▶ **Direction**
How many lines of the listing below contain the string "column"? Case counts; reply with the number alone.

== == ==

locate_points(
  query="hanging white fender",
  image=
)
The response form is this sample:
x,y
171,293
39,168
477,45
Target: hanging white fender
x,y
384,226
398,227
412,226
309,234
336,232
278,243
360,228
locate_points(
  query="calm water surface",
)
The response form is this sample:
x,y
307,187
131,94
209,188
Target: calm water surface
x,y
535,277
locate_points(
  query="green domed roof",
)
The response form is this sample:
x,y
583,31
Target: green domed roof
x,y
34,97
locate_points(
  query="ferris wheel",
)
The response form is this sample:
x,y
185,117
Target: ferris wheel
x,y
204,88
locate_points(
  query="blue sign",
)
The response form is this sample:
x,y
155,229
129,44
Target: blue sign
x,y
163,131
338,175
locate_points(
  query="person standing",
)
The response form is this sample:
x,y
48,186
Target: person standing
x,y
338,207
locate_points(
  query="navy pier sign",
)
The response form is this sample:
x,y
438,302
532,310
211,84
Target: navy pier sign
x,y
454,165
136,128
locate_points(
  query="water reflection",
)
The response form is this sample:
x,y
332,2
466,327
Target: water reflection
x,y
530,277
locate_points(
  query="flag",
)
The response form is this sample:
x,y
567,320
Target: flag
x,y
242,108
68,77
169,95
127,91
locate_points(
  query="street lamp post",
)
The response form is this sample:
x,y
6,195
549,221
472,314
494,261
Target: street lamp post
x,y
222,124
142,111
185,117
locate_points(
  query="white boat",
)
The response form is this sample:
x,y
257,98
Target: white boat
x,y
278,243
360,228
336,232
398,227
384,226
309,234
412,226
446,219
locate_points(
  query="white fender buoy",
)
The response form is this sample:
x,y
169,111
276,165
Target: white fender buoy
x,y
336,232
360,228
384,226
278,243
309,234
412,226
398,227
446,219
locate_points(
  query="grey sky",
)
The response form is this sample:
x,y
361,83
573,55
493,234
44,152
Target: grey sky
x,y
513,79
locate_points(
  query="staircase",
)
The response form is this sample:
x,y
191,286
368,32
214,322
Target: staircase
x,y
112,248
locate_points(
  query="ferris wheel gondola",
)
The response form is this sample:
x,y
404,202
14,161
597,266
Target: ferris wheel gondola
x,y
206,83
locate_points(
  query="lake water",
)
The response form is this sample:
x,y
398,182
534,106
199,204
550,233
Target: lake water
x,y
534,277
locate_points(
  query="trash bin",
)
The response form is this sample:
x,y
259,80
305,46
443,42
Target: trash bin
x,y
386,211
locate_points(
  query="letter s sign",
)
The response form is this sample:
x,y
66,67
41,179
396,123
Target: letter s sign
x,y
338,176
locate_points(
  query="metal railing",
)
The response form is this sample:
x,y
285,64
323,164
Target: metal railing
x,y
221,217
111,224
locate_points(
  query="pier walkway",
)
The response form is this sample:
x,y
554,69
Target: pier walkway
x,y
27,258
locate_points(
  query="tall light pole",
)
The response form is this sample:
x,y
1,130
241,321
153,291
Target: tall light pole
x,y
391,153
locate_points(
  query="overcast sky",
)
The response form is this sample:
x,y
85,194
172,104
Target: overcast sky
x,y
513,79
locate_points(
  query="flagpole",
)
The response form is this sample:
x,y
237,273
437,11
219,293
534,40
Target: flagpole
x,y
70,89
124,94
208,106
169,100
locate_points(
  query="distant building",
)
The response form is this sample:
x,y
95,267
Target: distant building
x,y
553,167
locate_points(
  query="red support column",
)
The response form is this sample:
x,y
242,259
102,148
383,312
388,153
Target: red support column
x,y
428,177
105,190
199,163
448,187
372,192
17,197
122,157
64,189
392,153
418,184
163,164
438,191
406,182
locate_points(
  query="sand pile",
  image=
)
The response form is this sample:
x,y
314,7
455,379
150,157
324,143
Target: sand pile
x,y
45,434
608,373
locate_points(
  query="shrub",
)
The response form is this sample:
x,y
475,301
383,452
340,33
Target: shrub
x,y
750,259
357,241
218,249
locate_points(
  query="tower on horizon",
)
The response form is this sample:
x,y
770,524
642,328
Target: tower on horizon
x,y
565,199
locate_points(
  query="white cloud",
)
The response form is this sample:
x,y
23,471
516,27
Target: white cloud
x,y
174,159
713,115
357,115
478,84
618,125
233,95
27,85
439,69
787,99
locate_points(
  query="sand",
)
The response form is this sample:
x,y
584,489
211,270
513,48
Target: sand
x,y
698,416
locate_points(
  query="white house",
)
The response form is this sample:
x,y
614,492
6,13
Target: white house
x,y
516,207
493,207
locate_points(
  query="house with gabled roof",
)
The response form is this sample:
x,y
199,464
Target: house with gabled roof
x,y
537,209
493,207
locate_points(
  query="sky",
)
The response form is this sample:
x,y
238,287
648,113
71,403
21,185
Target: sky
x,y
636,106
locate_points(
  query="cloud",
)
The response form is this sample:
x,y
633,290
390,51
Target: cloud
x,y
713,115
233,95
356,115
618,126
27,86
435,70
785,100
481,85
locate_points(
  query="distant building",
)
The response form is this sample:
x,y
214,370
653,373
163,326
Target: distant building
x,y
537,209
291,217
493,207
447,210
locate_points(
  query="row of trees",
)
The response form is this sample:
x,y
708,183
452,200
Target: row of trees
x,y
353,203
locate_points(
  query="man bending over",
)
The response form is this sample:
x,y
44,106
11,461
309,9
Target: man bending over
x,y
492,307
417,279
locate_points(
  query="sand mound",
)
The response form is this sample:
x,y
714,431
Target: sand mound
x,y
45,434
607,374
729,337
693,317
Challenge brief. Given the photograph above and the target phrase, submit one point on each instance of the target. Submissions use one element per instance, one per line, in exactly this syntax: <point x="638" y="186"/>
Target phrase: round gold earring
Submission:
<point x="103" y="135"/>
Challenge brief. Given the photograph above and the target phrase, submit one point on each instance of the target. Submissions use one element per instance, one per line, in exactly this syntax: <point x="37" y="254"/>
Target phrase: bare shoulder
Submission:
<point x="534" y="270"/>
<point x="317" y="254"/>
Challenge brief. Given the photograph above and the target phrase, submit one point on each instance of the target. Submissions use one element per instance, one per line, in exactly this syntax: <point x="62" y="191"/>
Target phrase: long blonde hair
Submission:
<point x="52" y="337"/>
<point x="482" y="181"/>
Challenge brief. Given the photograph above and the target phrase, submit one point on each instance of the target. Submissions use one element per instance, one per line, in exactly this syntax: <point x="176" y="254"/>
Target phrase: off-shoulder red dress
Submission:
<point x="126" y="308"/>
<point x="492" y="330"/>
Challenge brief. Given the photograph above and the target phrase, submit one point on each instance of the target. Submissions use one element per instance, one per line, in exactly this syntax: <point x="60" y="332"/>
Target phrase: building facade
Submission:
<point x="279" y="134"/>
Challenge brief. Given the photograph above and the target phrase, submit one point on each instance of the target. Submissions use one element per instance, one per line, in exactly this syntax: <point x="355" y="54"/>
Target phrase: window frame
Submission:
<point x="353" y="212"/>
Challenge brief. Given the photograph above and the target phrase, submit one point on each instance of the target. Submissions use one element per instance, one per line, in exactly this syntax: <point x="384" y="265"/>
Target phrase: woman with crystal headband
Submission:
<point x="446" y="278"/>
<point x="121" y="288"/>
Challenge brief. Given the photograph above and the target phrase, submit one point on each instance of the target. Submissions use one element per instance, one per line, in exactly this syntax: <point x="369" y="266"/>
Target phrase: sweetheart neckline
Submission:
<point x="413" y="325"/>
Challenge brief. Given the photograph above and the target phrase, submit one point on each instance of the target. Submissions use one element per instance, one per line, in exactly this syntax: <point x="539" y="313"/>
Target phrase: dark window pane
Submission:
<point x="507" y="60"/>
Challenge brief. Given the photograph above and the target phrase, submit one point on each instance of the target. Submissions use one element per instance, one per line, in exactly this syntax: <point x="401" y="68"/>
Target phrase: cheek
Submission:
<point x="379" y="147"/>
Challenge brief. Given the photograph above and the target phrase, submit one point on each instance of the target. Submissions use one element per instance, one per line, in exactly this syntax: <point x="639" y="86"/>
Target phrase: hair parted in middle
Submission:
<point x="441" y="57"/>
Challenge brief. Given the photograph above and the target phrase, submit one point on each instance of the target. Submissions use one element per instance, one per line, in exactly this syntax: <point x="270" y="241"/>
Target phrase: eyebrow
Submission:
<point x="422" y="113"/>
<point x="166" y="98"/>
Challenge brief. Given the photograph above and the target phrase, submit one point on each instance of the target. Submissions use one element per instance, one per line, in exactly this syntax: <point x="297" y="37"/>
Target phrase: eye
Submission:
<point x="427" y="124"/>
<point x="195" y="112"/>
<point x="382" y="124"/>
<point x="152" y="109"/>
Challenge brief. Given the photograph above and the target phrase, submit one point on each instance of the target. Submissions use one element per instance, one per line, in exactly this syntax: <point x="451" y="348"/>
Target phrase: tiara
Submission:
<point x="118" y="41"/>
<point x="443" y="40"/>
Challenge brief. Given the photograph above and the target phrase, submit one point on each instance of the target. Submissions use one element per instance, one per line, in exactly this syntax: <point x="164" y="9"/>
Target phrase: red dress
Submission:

== == ==

▶ **Solution below**
2